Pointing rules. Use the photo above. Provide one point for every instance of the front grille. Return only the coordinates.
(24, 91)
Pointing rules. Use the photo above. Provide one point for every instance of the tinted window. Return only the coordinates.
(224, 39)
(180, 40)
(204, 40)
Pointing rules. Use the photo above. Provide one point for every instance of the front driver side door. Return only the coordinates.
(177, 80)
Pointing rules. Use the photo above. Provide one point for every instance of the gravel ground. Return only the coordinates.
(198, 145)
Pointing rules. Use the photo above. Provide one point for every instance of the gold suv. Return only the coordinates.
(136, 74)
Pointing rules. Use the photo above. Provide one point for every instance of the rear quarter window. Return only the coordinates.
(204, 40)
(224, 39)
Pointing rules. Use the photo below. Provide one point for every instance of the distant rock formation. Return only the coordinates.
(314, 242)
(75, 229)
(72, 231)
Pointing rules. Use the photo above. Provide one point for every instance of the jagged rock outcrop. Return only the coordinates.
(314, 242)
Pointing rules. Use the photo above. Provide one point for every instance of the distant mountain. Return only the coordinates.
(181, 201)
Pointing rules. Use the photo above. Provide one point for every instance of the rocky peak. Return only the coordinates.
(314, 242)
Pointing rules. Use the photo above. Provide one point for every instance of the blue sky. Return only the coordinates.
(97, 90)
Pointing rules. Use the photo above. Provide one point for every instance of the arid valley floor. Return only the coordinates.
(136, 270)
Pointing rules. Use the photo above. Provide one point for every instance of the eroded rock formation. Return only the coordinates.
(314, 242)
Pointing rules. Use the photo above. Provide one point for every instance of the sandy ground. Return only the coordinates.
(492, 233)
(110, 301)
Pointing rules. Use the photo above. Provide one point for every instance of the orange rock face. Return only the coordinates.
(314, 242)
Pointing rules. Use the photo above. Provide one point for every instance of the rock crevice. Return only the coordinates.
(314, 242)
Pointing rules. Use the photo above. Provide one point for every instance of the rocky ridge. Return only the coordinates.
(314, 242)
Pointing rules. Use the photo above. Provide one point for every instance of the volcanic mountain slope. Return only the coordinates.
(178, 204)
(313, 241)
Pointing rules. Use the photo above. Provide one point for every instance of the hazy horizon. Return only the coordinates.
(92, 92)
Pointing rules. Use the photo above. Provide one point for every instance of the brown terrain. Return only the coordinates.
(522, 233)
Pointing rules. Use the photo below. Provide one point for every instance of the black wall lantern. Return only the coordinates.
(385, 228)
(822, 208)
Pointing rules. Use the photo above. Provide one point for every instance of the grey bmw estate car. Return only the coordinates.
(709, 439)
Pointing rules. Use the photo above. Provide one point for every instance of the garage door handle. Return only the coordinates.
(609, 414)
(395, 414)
═══
Rewrite the lines from the one holding "mountain. Return only the coordinates." through the end of the records, inclusive, requests included, multiplying every coordinate in the answers by 1.4 and rounding to whole numbers with halves rounded up. Give only those lines.

Pointing rules. Use the photo above. Provide one point for every instance of the distant mountain. Return only the coordinates.
(253, 281)
Pointing rules. Use the photo above. Provide one point for every instance of the rocky peak. Return only the coordinates.
(440, 339)
Pointing rules. Use the photo above. Provide one point for every instance of the blue sky. Return only the coordinates.
(136, 126)
Pointing rules. Use the photo above. Provide one point for every instance of the arid valley floor. Return only the coordinates.
(190, 378)
Pointing rules. Use the photo above. Provide one point for every instance of the eroded rock formation. Return only the coordinates.
(440, 339)
Pointing rules. Use the photo above. Provide one point for every instance of the sandy ground. Return only the coordinates.
(689, 326)
(154, 421)
Pointing rules. Use the photo above. Provide one point for every instance of the orange rock face. Return only the coordinates.
(440, 339)
Pointing rules. Use the photo above. Provide one point for every instance of the rock crevice. Return only the coordinates.
(440, 339)
Pointing rules. Use the photo above. Provide one point for every instance of the rocky ridge. Return only the coordinates.
(440, 339)
Pointing rules. Use the photo above. Provide one point for every instance of the volcanic mountain slope. Return only the coordinates.
(249, 286)
(438, 337)
Pointing rules. Use the photo above. Provide one point for every instance of the hazy horizon. Return only the coordinates.
(129, 129)
Pointing rules. Use the photo above. Provide one point for every instance of the brown terrain. Return only the coordinates.
(731, 326)
Pointing rules. Use the photo below. Provide one point for every instance of the black wall lantern. Return only the coordinates.
(539, 319)
(1151, 291)
Pointing rules. Use the photo above. Provide one point for every instance of the grey bmw estate car. Return only the coordinates.
(993, 615)
Pointing rules. Use the photo above. Provide one point for every instance of the garage door handle. Return only the coordinates.
(853, 580)
(553, 580)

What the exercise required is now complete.